## EXTRACTED TEXT

Senior Site Reliability Engineer

Prepared

Prepared

Software Engineering
New York, NY, USA
Posted on Monday, March 18, 2024
Emergency centers, vital to our society, are often constrained by technology that dates back to the landline era. This presents a stark contrast to our current smartphone-centric, socially connected world. At Prepared 911, we bridge this gap with cutting-edge technology that harnesses the power of Artificial Intelligence to revolutionize how emergency calls are handled. Our innovative technology is providing a suite of tools that significantly boost the capabilities of 911 dispatch centers and first responders. With our solutions implemented in over 800 cities across 48 states, we're positively impacting the lives of approximately 75 million people.

Fueled by a recent $16 million Series A funding from Andreessen Horowitz and support from Gradient (Google’s AI Fund), we're accelerating our growth to become an integral part of every emergency call, reshaping global emergency response for a safer, more responsive world.

Joining the Prepared 911 team means more than just a new role. It's a chance to be at the forefront of impact tech that significantly improves public safety and touches lives across the globe. Your work here will have a direct, meaningful impact, contributing to the technological evolution of emergency services. At Prepared 911, you're not just part of a team; you're a key player in a larger mission to foster a safer, more interconnected world.

Senior Site Reliability Engineer:

Our ideal Site Reliability Engineer is skilled in designing and implementing resilient, user-centric systems, focusing on simplicity and reliability. You bring a strong work ethic with a bias towards proactive solutions and tangible outcomes. As a valuable member of our engineering team, you contribute positively to our culture. With technical expertise in areas like cloud platforms, scripting (Python, Bash), and orchestration layers (Kubernetes), you excel in communication, effectively collaborate across teams, and possess a strategic mindset, emphasizing system sustainability and optimization. You are adept at context-switching, maintaining system performance, and driving continuous improvement in our infrastructure.

## STORED ROWS
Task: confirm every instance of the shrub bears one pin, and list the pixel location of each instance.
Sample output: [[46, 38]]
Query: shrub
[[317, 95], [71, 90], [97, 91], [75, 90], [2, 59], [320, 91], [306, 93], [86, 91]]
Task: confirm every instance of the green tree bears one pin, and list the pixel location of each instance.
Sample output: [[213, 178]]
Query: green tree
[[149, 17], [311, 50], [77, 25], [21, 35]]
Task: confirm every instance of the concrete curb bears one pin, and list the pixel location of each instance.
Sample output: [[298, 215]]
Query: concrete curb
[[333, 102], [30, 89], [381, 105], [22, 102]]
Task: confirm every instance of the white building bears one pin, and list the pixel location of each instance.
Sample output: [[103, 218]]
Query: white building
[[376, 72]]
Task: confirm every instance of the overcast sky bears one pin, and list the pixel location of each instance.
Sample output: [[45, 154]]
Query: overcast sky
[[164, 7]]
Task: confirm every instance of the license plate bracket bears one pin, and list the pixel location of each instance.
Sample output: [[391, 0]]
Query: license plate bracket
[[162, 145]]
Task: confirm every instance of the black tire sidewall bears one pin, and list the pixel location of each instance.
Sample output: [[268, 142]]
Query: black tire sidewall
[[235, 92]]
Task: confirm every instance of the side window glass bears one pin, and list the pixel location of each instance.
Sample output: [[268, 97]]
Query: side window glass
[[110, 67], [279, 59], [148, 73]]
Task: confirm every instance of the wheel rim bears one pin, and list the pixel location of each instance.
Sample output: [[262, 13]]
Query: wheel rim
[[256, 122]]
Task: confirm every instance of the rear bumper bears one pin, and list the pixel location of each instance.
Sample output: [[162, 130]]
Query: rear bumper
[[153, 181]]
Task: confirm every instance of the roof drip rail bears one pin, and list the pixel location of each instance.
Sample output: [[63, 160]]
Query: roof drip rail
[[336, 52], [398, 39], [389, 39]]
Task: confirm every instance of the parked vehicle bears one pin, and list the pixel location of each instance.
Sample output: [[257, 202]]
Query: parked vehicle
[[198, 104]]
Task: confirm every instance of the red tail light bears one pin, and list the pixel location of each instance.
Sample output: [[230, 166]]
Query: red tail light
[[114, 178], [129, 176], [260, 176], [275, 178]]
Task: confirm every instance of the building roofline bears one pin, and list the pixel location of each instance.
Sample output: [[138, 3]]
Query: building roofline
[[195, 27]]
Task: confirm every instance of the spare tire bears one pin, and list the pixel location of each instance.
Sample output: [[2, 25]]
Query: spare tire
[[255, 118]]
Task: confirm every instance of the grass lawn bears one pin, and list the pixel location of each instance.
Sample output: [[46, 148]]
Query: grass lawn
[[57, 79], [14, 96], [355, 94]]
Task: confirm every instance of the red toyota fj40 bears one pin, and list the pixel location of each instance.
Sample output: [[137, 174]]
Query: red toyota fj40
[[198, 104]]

## REQUEST 1
Answer from the Senior Site Reliability Engineer posting:
(a) In how many cities and states are Prepared 911's solutions implemented?
(b) How much was the Series A funding, and from which firm?
(c) Which scripting languages does the posting name?
## REQUEST 2
Pick up the Senior Site Reliability Engineer posting after its last sentence and write the next part.
The listing plays no part in this.

## EXERCISE ANSWER 1
(a) Over 800 cities across 48 states.
(b) $16 million, from Andreessen Horowitz.
(c) Python and Bash.

## EXERCISE ANSWER 2
What you’ll do:

  • Design and Implement Systems: Architect and develop production-grade systems optimizing for resiliency and simplicity, with a focus on user accessibility and system reliability.
  • Automation and Tooling: Establish standards for deterministic automation. Develop tools to streamline operations, reduce manual intervention, and manage infrastructure using code.
  • System Optimization and Reliability: Monitor and optimize system performance and capacity. Lead incident management, including response, analysis, and long-term solution implementation.
  • Collaboration and Leadership: Collaborate with cross-functional teams on engineering efforts from requirements to production. Mentor junior engineers and communicate complex technical concepts clearly to different audiences.
  • Continuous Improvement: Continuously improve the on-call experience and system sustainability. Standardize and implement monitoring, logging, alerting, and SLO reporting.
  • Project Management: Independently drive projects to completion, coordinating with key stakeholders. Ensure compliance with all applicable laws and regulations.
  • Strategic Influence: Influence the technical direction of the company, driving service architecture and prioritizing technical and product roadmaps.

About you:

  • Experience: 5+ years of relevant work experience in DevOps, Site Reliability Engineering, or Platform Engineering, including experience with cloud platforms (AWS, GCP, Azure) and orchestration layers (Kubernetes).
  • Technical Expertise: Proficiency in scripting languages (e.g., Python, Bash), Linux administration, and modern programming languages (e.g., Ruby, GoLang, Python).
  • Problem-Solving and Systems Thinking: Strong work ethic, resilience, and a systematic approach to complex systems and problem-solving.
  • Communication and Leadership: Effective communication skills, ability to simplify complex topics, and proven leadership in technical domains.
  • Education: Bachelor’s degree in Computer Science or equivalent experience. Advanced degrees or certifications are advantageous.
  • Automation and Orchestration: Experience with Monitoring (Datadog), Infrastructure as Code (e.g., Terraform, Ansible) and CI/CD technologies.

Bonus points for:

  • Strong mentorship skills and a desire to build fault-tolerant, scalable software systems.
  • Experience in large-scale system design and operation.
  • A data-driven analytical approach to solving complex challenges.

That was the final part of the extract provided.